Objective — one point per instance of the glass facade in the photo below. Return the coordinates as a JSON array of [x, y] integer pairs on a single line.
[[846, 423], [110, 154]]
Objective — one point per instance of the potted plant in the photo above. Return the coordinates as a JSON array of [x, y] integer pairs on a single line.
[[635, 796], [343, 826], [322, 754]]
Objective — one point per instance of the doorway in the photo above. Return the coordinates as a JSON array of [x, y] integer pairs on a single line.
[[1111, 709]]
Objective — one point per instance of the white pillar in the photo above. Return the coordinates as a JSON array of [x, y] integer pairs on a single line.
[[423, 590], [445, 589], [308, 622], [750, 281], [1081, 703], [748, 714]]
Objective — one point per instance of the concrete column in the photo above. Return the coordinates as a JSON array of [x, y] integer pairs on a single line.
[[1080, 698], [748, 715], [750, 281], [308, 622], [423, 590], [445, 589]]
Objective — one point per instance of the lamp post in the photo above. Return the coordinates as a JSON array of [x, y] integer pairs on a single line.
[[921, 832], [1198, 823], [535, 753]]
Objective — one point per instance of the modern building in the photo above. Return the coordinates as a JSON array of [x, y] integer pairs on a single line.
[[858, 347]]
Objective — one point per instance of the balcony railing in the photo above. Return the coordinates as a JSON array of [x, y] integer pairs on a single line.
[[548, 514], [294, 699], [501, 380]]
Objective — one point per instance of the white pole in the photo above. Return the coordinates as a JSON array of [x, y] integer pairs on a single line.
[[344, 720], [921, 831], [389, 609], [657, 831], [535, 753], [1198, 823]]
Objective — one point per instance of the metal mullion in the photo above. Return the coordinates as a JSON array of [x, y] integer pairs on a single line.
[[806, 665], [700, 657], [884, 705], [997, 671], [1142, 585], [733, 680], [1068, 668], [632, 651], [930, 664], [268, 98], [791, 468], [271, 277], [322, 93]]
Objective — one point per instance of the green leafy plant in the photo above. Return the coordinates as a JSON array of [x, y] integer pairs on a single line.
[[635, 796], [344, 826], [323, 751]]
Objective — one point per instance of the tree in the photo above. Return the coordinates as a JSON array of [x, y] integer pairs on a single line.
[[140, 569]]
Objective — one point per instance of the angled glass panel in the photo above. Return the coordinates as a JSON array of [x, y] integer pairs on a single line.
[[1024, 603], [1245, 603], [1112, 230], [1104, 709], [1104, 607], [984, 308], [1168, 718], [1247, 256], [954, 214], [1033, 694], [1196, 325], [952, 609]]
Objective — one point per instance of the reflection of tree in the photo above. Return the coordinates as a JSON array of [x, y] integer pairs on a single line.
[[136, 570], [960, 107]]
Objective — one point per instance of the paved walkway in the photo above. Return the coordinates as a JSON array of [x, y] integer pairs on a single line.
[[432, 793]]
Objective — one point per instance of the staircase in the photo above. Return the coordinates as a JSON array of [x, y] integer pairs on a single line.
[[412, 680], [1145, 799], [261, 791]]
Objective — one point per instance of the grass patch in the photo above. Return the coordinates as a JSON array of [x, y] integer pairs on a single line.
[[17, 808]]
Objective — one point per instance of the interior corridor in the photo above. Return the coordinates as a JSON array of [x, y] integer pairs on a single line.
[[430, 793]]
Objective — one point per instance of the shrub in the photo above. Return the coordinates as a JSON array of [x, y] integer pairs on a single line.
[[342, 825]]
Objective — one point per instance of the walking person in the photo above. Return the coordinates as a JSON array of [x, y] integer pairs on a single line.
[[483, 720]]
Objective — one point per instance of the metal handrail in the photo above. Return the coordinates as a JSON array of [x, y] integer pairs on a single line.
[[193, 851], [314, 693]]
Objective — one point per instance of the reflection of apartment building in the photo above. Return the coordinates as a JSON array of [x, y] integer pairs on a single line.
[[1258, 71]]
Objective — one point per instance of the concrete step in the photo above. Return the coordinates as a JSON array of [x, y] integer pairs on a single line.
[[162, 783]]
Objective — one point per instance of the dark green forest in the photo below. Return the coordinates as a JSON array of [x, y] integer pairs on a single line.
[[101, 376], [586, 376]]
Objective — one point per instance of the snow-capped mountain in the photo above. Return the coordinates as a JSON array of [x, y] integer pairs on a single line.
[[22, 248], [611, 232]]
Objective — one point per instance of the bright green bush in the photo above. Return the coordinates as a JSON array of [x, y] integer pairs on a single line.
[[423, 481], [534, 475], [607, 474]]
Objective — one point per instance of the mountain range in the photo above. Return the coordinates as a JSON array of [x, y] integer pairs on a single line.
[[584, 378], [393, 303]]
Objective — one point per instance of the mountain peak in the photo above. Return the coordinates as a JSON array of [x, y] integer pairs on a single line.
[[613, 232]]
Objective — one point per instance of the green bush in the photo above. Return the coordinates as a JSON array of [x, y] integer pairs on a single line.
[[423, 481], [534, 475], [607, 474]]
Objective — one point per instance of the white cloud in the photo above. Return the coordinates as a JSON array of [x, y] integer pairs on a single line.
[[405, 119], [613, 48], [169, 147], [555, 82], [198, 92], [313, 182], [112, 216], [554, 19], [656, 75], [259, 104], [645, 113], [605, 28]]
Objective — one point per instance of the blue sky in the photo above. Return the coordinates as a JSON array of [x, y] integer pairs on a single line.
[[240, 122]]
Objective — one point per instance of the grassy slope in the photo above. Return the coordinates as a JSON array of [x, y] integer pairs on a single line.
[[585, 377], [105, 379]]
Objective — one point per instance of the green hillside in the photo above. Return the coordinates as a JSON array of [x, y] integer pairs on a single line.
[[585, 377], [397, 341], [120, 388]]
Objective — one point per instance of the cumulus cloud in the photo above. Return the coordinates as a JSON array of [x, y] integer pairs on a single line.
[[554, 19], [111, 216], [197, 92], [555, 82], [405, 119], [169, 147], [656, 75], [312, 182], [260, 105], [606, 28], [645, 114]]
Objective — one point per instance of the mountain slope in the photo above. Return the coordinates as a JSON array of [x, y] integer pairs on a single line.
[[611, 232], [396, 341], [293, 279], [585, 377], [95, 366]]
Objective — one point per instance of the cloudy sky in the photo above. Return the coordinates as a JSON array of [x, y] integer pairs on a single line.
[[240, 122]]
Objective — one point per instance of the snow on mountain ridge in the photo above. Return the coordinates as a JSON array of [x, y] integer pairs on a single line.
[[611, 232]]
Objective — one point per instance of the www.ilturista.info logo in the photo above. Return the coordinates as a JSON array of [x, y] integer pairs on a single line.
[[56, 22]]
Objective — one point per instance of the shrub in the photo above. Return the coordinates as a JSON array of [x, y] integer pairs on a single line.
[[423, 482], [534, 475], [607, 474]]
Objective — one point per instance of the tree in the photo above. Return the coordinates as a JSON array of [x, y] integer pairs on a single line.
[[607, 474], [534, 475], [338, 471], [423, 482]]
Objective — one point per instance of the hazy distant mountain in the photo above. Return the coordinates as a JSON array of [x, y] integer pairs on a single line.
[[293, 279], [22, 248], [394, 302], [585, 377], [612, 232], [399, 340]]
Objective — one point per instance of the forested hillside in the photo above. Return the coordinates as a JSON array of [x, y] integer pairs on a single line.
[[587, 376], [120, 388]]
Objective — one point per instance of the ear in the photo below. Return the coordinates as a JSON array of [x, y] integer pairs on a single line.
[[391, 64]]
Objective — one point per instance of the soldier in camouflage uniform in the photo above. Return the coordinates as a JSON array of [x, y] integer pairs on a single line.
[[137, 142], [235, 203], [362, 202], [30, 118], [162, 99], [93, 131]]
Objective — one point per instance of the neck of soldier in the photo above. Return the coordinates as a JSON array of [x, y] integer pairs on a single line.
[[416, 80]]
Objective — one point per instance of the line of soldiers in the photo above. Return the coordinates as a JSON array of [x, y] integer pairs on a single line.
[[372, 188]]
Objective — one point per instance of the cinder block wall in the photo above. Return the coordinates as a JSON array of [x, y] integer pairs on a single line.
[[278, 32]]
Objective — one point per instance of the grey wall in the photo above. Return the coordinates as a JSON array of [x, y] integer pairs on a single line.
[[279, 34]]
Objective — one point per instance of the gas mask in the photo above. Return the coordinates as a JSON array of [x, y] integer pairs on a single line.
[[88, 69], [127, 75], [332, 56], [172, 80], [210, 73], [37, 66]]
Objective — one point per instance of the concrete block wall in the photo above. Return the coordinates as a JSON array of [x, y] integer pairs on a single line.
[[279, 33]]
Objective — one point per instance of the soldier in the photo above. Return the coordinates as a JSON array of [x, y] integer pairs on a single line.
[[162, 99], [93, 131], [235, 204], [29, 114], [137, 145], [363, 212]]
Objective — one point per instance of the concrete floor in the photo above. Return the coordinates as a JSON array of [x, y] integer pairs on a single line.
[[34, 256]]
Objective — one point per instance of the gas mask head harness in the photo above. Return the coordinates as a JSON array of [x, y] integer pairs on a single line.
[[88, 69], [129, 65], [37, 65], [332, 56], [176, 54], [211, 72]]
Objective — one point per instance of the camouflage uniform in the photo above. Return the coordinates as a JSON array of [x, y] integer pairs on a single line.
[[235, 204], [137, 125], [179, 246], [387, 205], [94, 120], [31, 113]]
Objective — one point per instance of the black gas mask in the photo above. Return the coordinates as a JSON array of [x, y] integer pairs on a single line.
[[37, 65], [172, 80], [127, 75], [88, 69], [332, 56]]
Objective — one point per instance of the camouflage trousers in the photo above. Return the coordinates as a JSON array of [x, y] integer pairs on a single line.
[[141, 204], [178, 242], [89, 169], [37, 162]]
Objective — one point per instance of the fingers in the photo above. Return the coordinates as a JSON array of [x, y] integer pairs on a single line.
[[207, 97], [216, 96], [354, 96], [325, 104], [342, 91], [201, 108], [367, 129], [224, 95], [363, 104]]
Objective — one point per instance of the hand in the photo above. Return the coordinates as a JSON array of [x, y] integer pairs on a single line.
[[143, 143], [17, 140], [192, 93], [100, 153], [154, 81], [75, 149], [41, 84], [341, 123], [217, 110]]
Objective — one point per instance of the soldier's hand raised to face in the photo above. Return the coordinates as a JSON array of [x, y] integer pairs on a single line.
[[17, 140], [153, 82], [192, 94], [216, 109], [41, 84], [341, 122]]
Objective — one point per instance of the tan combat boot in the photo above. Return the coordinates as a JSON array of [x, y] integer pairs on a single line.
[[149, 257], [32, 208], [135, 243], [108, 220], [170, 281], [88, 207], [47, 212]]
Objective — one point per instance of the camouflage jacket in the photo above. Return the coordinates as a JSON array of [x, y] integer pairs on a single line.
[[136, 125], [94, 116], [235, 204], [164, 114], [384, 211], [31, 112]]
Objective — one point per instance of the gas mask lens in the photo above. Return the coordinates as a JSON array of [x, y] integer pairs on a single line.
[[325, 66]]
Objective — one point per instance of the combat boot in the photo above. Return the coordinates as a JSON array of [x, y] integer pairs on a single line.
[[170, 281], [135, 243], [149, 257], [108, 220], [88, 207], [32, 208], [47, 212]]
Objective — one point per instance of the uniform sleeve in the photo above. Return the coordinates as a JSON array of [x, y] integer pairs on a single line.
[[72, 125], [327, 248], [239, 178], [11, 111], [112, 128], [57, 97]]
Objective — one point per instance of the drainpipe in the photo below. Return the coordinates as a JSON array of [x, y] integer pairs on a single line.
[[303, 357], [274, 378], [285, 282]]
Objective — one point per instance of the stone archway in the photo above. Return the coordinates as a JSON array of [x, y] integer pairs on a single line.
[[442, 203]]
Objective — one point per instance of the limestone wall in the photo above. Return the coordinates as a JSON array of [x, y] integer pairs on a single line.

- **Your goal**
Extract, verbatim, the lines from the one containing "Objective — one point per instance of the uniform" through the last line of the listing above.

- **Output of the task**
Objective — one point per instance of the uniform sleeve in the photo above. Return the coordinates as a JSON array of [x, y] integer pairs on a single line.
[[72, 125], [327, 248], [239, 178], [11, 111], [112, 128], [57, 97]]
Objective — one point per instance of the drainpipe in the photo below. Return the coordinates as a JSON array of [x, y] integer pairs on a single line.
[[303, 357], [274, 378], [285, 282]]
Objective — one point per instance of the stone archway in the photo above. Return the coordinates as a JSON array of [x, y] integer pairs on a single line.
[[442, 203]]
Objective — one point per instance of the limestone wall in the photo above. Return the coordinates as a JSON array of [x, y] integer pairs on a single line.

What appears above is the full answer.